----- Предложенный фрагмент

Выбрать главу

Георгий Тимофеевич усаживается в кресло-ложемент и привязывается ремнями. Потом выполняет ориентирование космического корабля по местной вертикали и по курсу. Теперь земная поверхность уплывала из-под «Союза-3», а тормозной двигатель нацеливался строго по курсу.

Правильно сориентировать космический корабль, летящий на теневой части орбиты, да еще и над затененным океаном было достаточно сложно. Была вовремя включена автоматическая программа спуска, но и сам Георгий Береговой был начеку, чтобы в любой момент, если подведет автоматика, взять управление кораблем на себя и принять правильное решение. Стрелка программного механизма на пульте управления медленно опускалась по вертикали до отметки «включение двигателя». А Георгий Тимофеевич не отрывал взгляда от окошка специального визира-ориентатора, с нетерпением ожидая выхода «Союза-3» из земной тени, чтобы до включения тормозной двигательной установки корабля еще раз проверить правильность его ориентации.

После выхода корабля на освещенную часть орбиты Земли выяснилось, что ориентация в полном порядке. Можно было включать тормозной двигатель.

----------

> **Краткое задание**: Выпишите дословно из фрагмента о спуске «Союза-3» всё, начиная со слов «Правильно сориентировать космический» и вплоть до слов «правильность его ориентации.». Материалы, приводимые далее, взяты из другого источника.

----- Состав набора данных

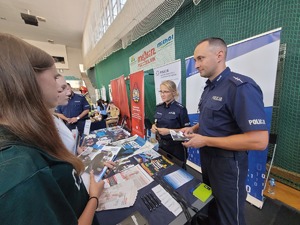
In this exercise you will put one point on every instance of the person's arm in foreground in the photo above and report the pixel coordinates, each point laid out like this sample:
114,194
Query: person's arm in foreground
96,188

----------

> **Решение задания**:
Правильно сориентировать космический корабль, летящий на теневой части орбиты, да еще и над затененным океаном было достаточно сложно. Была вовремя включена автоматическая программа спуска, но и сам Георгий Береговой был начеку, чтобы в любой момент, если подведет автоматика, взять управление кораблем на себя и принять правильное решение. Стрелка программного механизма на пульте управления медленно опускалась по вертикали до отметки «включение двигателя». А Георгий Тимофеевич не отрывал взгляда от окошка специального визира-ориентатора, с нетерпением ожидая выхода «Союза-3» из земной тени, чтобы до включения тормозной двигательной установки корабля еще раз проверить правильность его ориентации.